One of the best things I learned in high school was not the phrase “semper ubi, SUB ubi” (always wear, UNDERwear) (oh, that AP Latin humor gets me every time), but that the one way to make sure that no one hassled you was to look as though you looked like you knew precisely what you were doing. If you LOOKED like you knew what you were doing, you were probably not setting fire to a locker somewhere. Probably.

It was an early version of the ‘fake it ’til you make it’ adage that they teach people suffering from mental illness, and it’s a good life lesson. Should I ever put together Aunt Becky’s Guide To Life, along with “Pants First, Then Shoes,” that will be up there high on my list of things to master.

I’ve always been remarkably good at it, maybe it’s because my home life was chaotic, maybe I just have a good p-p-p-p-poker face, I don’t know. But I always look like I know precisely what I am doing. And for the most part, I have always simply known that what I was doing was precisely what I should be doing for that time. Even during my blasted nursing school days, whether or not I was HAPPY, it was what I should have been doing because I knew with certainty it must be.

I never waffle much with my decisions, especially my decisions about how delicious waffles are, and I never much struggle with uncertainty. For me there is a single path to follow, and I simply follow it. It’s very dogmatic to be me, I guess, and even though my decisions aren’t always right, there’s never so much as a shred of doubt in them while I’m making them.

Lately, though, I’ve been struggling. Floundering, even, although when I say that, I think of the fish and then I giggle because I think of that Faith No More video with the flopping fish, and then I remember how much I fucking love Mike Patton.

But my decision to be a writer was something that came about as a shock to me. It was like I realized I could dip my head underwater and breathe without a mask. I simply didn’t know that I had any talent for it, and once I did, I was beyond stunned, because you think you’d know if you could do something cool like breathe underwater, right?

I’ve gone after it, balls to the wall, because I realized that this was what I was supposed to do. But for the first time in my life, I became doubtful. Was this really what I was supposed to do?

Where my path before had been brightly lit with gaily colored lights and lighted disco sidewalks (hey, this is MY path, Pranksters and I would bejewel all of you if I could), it turned a murky, cloudy grey. I couldn’t see what I was supposed to do next. I was all kinds of turned around and suddenly a mist crept in and I couldn’t even tell which way was up any longer.

I don’t even know how long I stood there alone, just standing and waiting for a sign. Months, probably. I’m not a big step-on-a-crack-break-your-momma’s-back kind of Magical Thinker, but I needed a sign from God, from you, my Pranksters, from ANYONE to tell me that Yes, YES, a million times yes! this was what I needed to do.

Yesterday, I got it.

All at once, the mist evaporated, the lights turned back on, the disco lights began flashing under my feet and suddenly I could see that I’d been facing the right way the entire time. I’ve always been facing the right way. This IS what I was supposed to be doing all along. Eventually, I will succeed.

In the meantime, I just have to remember that it’s not all given to me to know and that it’s not all within my power. I got my sign, and now it’s time to do my part.

It’s going to be another long, strange trip, but I’m beyond ready and more than thrilled. I’m going to buckle up and hope I don’t shit my pants along the way.

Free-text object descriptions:
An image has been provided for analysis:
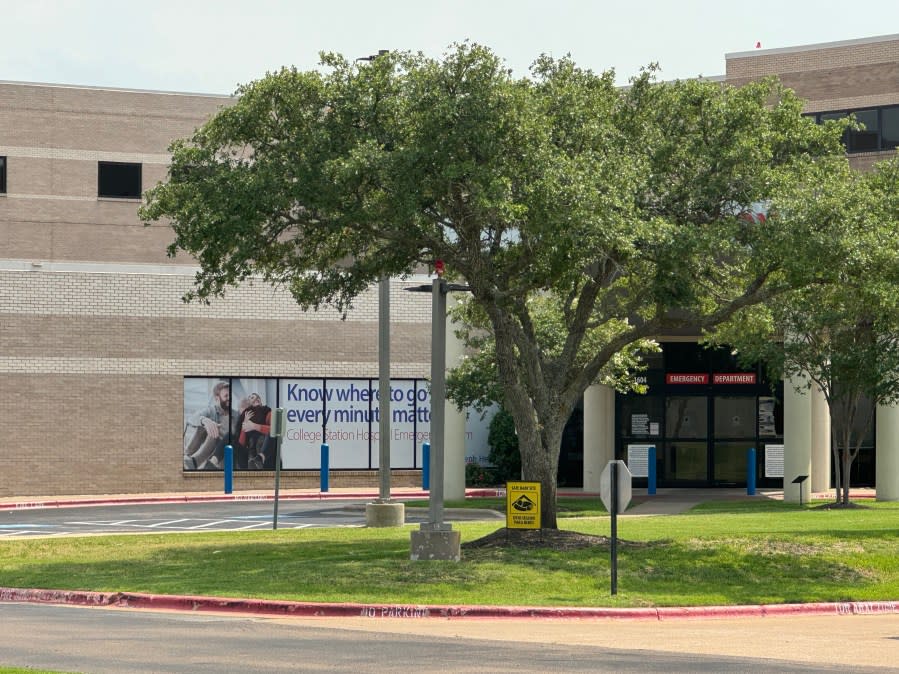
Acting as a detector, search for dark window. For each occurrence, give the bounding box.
[811,106,899,153]
[848,110,880,152]
[880,106,899,150]
[97,161,141,199]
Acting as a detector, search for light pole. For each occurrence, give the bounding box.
[356,49,406,527]
[406,276,470,561]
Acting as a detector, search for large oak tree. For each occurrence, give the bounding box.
[142,44,843,527]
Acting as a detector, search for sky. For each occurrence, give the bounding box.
[0,0,899,94]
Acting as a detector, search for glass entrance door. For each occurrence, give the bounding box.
[709,396,758,484]
[661,396,758,486]
[662,396,709,484]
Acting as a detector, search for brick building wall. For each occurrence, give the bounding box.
[725,35,899,170]
[0,83,430,496]
[0,35,899,496]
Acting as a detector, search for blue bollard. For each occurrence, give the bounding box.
[746,447,756,496]
[320,445,330,491]
[225,445,234,494]
[421,442,431,491]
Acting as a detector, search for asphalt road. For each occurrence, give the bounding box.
[0,604,896,674]
[0,499,501,540]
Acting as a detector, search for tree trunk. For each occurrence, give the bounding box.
[843,447,852,505]
[512,402,562,529]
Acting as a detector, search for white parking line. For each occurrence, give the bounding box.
[145,517,191,529]
[234,521,272,531]
[184,520,231,529]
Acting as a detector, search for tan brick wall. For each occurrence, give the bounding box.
[725,35,899,80]
[727,36,899,112]
[0,265,430,496]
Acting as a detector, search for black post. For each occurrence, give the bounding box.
[610,462,618,595]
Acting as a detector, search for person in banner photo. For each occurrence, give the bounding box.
[234,392,275,470]
[184,381,231,470]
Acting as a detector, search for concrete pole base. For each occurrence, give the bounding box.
[409,529,462,562]
[365,501,406,527]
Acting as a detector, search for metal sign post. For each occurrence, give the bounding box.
[611,463,618,595]
[599,461,632,595]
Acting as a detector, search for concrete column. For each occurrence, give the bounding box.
[803,384,831,490]
[443,293,465,500]
[874,405,899,501]
[784,377,812,503]
[584,384,615,493]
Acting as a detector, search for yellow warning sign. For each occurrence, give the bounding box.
[506,482,540,529]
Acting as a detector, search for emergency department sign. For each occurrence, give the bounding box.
[506,482,540,529]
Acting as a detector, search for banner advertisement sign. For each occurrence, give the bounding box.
[183,377,436,471]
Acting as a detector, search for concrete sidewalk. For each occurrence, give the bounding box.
[0,488,899,621]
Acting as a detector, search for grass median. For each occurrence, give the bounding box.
[0,501,899,606]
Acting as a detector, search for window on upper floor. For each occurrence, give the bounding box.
[810,105,899,153]
[97,161,142,199]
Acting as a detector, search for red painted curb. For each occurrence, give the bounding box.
[0,588,899,620]
[0,491,436,510]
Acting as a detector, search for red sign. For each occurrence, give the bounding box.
[665,373,709,384]
[712,372,755,384]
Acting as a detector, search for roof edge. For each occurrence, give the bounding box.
[724,33,899,60]
[0,80,234,98]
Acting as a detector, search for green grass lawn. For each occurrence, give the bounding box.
[0,501,899,606]
[405,496,607,519]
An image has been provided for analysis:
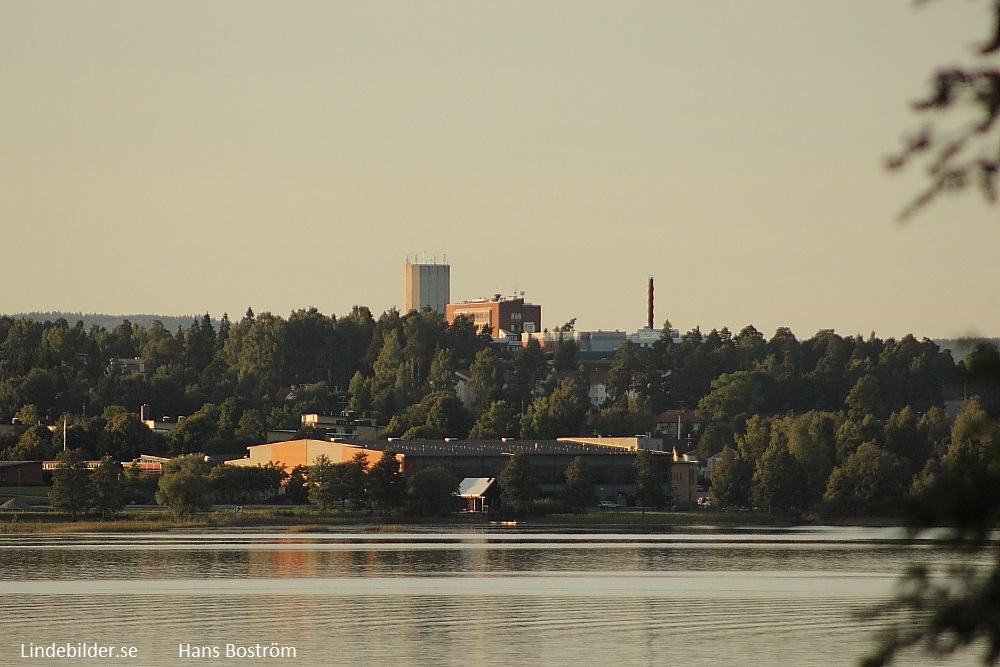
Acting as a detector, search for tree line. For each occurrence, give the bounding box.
[0,306,1000,513]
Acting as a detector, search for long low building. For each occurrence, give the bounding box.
[226,439,697,505]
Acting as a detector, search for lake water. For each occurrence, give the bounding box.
[0,528,975,667]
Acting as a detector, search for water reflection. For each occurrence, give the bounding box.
[0,530,972,667]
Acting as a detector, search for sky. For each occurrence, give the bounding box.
[0,0,1000,339]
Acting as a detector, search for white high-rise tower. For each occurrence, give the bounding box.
[403,260,451,315]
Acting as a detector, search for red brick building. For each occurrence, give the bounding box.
[445,294,542,336]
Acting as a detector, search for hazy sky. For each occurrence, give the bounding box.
[0,0,1000,338]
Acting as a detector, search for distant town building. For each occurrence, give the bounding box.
[521,331,626,356]
[445,294,542,335]
[403,261,451,315]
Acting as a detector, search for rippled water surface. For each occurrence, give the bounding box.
[0,529,974,667]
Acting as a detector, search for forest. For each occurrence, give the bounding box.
[0,306,1000,514]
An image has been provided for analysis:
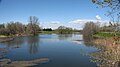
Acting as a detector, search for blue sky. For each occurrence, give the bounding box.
[0,0,109,29]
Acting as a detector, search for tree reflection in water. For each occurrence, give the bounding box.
[58,34,72,40]
[28,36,39,54]
[90,38,120,67]
[83,37,120,67]
[4,37,25,48]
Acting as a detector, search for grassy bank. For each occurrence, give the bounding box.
[93,32,120,38]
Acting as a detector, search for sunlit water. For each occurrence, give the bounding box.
[0,34,97,67]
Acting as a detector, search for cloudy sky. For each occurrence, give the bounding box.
[0,0,109,29]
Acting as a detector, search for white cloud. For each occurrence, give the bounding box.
[68,19,109,24]
[51,21,60,24]
[96,15,101,20]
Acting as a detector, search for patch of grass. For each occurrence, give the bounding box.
[93,32,120,38]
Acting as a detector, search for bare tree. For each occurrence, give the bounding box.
[27,16,40,35]
[83,22,99,36]
[92,0,120,31]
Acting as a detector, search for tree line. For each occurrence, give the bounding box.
[0,16,40,36]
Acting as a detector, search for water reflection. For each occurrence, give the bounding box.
[58,34,72,40]
[90,39,120,67]
[27,36,39,54]
[4,37,25,48]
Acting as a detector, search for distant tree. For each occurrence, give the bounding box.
[57,26,73,34]
[43,28,52,31]
[0,24,9,35]
[83,22,99,36]
[6,21,16,35]
[15,22,25,35]
[27,16,40,35]
[92,0,120,31]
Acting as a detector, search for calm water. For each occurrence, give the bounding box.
[0,34,97,67]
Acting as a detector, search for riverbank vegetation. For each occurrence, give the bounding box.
[0,16,40,37]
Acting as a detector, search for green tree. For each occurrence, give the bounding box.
[92,0,120,31]
[83,22,99,36]
[27,16,40,35]
[57,26,73,34]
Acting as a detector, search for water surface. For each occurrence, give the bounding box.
[0,34,97,67]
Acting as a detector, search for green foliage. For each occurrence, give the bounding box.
[57,26,73,34]
[83,22,99,36]
[93,32,120,38]
[0,16,40,36]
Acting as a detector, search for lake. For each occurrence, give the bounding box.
[0,34,98,67]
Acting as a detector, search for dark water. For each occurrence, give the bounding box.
[0,34,97,67]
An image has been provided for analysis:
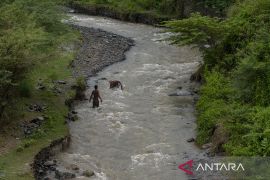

*EXERCISE DIRECTIONS*
List every source from which the writer of the post says a sign was needed. These rows have no connection to the post above.

*ANSWER AREA*
God, the readers addressed as "my Pranksters," and anyone at all.